* **Work task**
When you find the line with "Query: white wall" among the records below, reproduce it and each line after it exactly, ending with the line with "In this exercise you will indicate the gray leggings".

* **Extracted records**
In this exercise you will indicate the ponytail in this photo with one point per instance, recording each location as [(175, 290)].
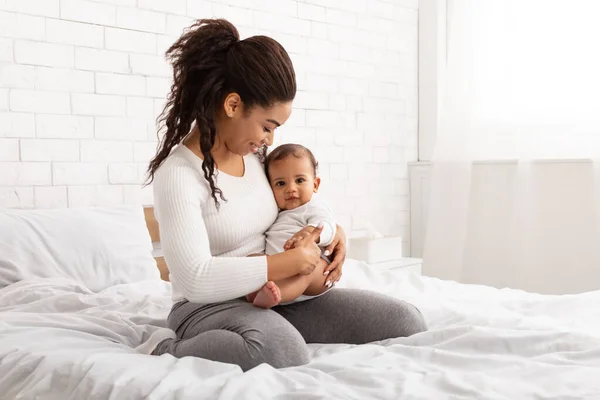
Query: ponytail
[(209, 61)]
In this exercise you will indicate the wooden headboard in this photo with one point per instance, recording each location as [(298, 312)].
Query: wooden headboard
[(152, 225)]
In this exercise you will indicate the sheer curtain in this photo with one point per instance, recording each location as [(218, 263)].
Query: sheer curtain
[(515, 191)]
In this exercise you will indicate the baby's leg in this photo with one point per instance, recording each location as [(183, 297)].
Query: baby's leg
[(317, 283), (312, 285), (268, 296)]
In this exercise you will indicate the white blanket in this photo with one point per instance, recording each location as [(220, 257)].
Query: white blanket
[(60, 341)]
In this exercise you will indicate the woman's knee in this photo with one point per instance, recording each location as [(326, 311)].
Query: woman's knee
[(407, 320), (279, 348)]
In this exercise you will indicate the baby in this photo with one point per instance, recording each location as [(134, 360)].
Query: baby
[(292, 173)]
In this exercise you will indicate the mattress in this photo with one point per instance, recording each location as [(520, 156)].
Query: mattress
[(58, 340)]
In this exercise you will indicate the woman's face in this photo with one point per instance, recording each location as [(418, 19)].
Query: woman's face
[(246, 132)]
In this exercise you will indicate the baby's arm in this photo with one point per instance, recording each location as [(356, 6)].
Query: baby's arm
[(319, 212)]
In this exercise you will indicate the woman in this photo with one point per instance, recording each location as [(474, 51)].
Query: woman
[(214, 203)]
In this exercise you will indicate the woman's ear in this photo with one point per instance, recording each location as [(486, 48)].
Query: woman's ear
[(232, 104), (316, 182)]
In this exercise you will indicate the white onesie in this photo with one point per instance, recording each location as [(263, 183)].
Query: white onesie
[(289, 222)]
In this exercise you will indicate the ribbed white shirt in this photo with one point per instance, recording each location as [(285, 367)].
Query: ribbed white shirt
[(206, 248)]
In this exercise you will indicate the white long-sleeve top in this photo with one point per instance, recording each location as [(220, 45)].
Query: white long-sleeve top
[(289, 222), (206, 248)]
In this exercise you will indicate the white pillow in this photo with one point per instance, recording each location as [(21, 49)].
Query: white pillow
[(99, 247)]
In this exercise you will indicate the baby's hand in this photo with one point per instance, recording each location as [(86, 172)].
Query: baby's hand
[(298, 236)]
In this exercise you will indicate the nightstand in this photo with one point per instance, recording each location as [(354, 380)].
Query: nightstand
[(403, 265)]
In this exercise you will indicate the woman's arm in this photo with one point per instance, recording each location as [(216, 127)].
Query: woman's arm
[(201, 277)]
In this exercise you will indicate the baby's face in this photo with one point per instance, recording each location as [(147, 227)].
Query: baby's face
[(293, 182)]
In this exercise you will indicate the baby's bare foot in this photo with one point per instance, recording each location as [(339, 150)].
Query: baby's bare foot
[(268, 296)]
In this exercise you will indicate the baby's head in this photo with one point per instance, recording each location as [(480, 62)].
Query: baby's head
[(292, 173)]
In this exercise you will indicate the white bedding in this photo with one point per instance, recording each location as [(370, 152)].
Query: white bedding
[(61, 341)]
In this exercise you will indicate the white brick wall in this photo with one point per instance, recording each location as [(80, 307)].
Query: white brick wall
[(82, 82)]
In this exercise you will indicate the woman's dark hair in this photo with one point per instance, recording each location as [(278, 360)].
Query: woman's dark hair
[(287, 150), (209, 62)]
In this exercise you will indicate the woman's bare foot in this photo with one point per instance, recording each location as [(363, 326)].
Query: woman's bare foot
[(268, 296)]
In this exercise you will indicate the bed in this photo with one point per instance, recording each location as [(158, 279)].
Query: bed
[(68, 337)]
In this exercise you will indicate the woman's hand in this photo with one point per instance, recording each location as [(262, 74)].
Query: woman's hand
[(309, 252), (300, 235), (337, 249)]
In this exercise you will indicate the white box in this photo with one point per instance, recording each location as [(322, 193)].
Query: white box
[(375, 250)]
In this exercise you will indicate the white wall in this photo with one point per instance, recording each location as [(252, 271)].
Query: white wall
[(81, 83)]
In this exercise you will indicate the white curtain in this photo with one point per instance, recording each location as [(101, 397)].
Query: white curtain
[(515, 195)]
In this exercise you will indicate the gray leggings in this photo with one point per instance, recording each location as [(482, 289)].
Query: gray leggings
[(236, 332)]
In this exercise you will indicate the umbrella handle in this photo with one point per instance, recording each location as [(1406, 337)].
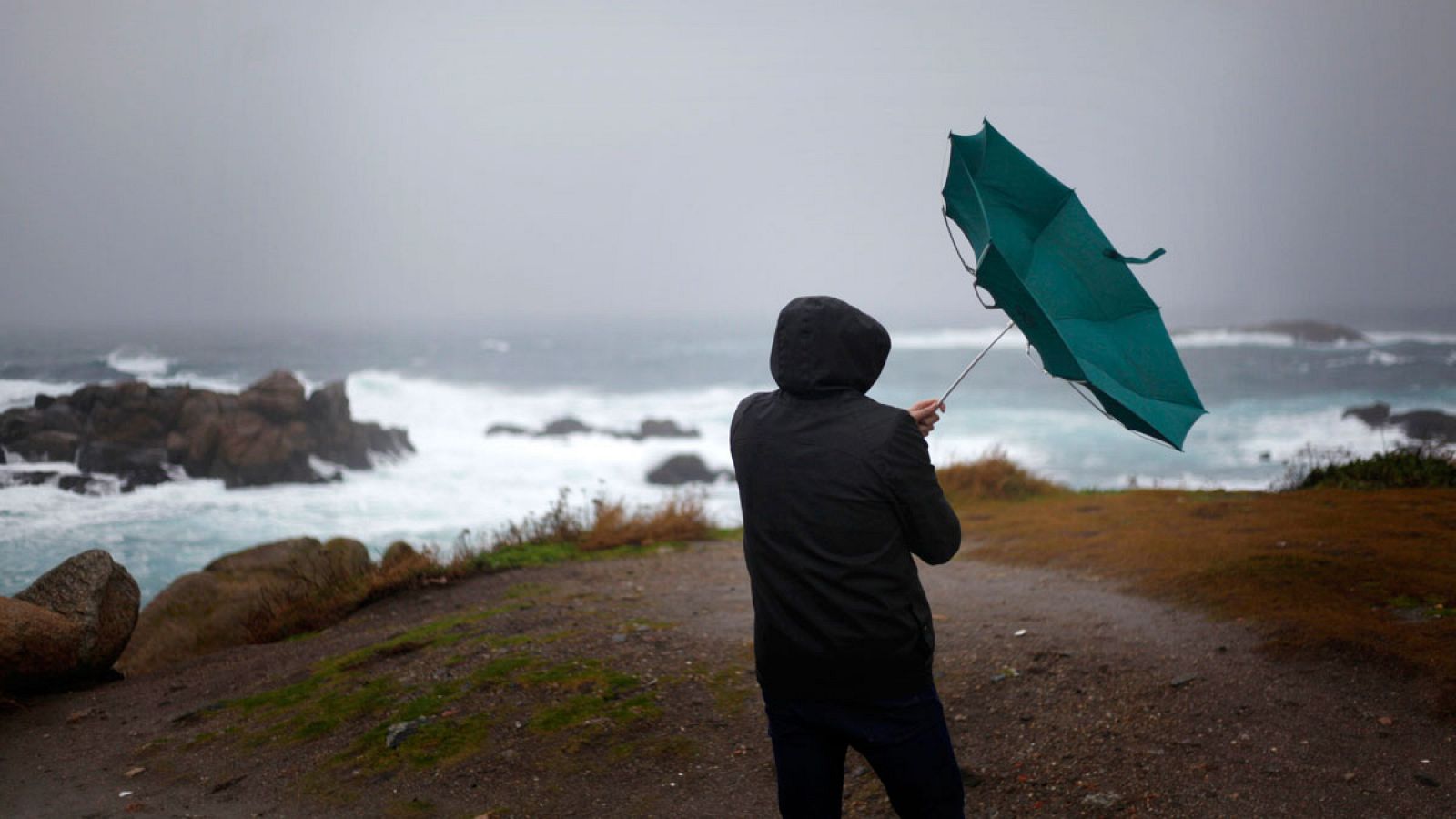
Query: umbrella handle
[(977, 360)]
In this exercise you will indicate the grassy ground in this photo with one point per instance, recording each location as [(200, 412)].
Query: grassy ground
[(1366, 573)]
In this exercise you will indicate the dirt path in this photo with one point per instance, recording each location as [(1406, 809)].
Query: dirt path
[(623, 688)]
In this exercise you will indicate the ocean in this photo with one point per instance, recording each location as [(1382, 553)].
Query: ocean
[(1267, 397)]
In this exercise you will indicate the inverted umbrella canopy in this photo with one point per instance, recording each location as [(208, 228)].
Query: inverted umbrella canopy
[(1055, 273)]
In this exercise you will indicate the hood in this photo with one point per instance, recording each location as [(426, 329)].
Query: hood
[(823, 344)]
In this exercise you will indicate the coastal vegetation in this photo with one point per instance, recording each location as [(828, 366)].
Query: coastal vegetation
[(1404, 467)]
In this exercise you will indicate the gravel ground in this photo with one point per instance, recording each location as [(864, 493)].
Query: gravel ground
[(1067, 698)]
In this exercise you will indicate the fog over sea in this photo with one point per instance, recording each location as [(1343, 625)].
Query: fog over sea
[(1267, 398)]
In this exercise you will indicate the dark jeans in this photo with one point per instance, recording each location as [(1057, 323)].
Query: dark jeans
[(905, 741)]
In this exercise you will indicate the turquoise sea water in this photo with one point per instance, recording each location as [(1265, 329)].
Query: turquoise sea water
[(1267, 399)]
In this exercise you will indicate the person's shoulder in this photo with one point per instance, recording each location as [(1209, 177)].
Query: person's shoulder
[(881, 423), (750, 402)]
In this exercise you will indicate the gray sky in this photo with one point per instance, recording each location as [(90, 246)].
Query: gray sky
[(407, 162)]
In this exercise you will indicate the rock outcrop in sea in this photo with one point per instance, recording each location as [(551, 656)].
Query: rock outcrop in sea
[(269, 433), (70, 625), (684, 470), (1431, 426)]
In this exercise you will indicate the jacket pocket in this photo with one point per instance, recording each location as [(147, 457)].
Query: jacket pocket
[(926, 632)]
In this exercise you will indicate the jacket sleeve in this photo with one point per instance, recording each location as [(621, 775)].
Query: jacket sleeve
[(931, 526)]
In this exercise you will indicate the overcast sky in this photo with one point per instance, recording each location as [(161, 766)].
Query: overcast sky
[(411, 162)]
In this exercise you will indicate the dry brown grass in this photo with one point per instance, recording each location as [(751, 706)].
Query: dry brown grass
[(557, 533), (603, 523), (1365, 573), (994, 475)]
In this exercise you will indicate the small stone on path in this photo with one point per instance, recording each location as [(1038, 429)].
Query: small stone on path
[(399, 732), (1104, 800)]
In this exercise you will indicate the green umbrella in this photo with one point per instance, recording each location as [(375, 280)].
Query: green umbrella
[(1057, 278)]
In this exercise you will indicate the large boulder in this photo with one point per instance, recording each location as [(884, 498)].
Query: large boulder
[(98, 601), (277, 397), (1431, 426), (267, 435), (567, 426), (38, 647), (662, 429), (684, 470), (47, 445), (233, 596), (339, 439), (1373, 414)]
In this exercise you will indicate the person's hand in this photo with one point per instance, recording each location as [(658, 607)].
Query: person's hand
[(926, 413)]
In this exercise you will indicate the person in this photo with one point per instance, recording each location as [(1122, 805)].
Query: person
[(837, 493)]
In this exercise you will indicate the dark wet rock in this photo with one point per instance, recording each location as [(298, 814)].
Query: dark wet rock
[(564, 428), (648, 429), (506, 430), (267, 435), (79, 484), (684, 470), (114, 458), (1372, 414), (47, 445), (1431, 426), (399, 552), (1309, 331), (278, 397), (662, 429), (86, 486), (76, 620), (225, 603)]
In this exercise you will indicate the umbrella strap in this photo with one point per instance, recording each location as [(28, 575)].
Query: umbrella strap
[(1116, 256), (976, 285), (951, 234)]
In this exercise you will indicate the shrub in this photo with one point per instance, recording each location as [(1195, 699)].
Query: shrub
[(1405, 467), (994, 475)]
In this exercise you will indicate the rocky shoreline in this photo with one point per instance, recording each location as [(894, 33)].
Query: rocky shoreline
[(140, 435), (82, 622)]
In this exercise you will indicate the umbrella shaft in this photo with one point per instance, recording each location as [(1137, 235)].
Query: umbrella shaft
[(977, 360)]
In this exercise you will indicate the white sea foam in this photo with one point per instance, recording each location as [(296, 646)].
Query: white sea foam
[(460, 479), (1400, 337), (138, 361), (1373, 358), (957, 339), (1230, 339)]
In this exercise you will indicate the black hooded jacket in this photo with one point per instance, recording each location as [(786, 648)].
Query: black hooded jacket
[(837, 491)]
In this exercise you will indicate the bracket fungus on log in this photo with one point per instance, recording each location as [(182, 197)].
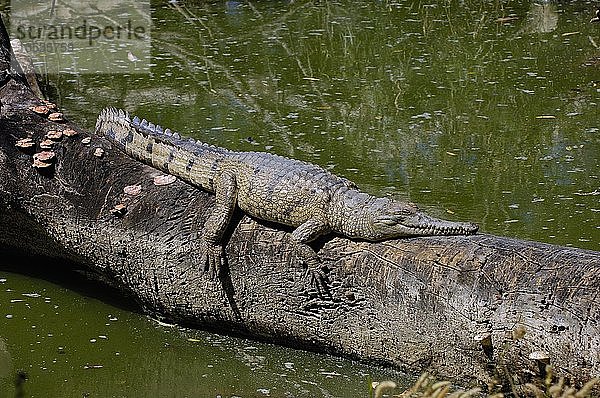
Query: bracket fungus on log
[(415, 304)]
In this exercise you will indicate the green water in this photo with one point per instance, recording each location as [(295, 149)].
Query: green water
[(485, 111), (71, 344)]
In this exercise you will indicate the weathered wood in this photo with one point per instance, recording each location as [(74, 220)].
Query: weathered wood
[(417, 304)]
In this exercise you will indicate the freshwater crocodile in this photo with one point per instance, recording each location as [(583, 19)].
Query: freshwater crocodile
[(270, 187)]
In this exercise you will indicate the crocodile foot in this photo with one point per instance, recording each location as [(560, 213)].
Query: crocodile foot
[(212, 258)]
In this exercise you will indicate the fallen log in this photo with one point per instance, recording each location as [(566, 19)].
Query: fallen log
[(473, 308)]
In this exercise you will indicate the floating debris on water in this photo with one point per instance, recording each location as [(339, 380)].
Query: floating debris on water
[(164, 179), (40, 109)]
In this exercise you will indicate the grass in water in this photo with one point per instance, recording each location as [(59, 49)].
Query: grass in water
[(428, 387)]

* **Answer space**
Query: white wall
[(81, 83)]
In this exercise you will indicate the white curtain in this photo with one point per instance, recording each location as [(101, 397)].
Query: white curtain
[(515, 195)]
In this exercise you will indicate the gray leggings in this photo with one point per instance, recording each location as [(482, 289)].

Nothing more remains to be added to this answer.